Rows from a pointing dataset:

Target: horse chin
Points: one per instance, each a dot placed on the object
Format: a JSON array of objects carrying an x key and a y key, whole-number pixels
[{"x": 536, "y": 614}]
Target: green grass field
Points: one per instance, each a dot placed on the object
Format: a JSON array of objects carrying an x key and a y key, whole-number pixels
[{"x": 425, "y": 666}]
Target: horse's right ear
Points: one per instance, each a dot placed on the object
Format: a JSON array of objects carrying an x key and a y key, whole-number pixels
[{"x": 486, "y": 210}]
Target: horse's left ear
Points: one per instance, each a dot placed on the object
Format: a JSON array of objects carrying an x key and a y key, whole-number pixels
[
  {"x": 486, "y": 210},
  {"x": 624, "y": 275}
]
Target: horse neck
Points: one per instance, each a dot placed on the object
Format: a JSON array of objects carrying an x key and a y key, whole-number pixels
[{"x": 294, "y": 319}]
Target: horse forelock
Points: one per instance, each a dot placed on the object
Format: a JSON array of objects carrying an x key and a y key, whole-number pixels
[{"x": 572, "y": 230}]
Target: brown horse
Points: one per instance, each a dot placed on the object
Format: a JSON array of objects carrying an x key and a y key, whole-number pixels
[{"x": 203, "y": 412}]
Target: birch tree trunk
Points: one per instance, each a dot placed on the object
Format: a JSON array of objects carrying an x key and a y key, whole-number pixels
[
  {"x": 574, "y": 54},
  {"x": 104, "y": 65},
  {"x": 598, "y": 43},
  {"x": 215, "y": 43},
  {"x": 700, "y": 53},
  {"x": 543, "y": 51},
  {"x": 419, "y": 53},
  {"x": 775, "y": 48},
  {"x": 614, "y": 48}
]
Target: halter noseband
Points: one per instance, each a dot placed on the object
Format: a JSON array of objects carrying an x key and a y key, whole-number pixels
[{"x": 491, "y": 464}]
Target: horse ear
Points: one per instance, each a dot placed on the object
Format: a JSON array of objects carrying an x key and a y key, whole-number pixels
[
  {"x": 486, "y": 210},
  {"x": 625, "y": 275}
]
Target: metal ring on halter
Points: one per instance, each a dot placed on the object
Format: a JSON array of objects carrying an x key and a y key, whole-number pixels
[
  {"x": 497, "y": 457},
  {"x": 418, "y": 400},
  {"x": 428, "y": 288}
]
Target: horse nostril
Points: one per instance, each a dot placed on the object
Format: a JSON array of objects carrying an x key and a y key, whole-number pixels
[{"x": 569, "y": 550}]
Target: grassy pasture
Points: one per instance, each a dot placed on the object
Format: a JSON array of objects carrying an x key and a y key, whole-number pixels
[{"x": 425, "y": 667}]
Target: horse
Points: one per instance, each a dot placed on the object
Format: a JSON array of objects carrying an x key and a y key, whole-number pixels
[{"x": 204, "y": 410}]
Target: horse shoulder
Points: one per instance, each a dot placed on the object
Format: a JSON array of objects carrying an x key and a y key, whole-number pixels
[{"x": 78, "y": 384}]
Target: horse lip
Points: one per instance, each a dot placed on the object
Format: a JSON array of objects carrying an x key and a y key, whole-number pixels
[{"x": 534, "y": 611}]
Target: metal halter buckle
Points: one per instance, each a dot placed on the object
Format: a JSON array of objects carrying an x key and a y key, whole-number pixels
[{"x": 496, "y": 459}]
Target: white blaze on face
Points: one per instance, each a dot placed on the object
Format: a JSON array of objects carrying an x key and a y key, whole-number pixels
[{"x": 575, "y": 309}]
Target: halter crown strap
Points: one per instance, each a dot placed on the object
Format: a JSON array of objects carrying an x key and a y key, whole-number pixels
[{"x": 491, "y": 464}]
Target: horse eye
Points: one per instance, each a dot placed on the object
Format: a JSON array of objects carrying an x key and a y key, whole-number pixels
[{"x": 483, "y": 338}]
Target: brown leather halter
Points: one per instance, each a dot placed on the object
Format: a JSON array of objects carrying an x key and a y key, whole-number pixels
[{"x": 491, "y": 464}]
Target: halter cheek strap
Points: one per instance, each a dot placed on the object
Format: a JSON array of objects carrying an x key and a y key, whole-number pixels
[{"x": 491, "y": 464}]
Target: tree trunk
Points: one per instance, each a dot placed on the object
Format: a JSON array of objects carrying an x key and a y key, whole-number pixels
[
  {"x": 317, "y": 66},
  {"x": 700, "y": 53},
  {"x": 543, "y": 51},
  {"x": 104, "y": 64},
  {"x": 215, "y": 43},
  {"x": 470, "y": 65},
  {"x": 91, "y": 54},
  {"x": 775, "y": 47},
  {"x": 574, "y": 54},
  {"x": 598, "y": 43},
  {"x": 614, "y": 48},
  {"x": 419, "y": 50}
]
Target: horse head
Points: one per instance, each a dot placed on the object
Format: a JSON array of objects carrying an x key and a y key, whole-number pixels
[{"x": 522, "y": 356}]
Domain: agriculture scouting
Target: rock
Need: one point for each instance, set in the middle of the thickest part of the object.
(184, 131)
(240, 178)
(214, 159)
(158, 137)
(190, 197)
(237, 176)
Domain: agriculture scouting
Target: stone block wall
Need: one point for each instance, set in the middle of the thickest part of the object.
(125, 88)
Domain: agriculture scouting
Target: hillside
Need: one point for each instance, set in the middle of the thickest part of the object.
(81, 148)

■ **EXERCISE PROMPT**:
Filter the items above, copying every line that contains the string "brown". Matching is case-sensitive.

■ **REPLY**:
Target: brown horse
Target: brown leather halter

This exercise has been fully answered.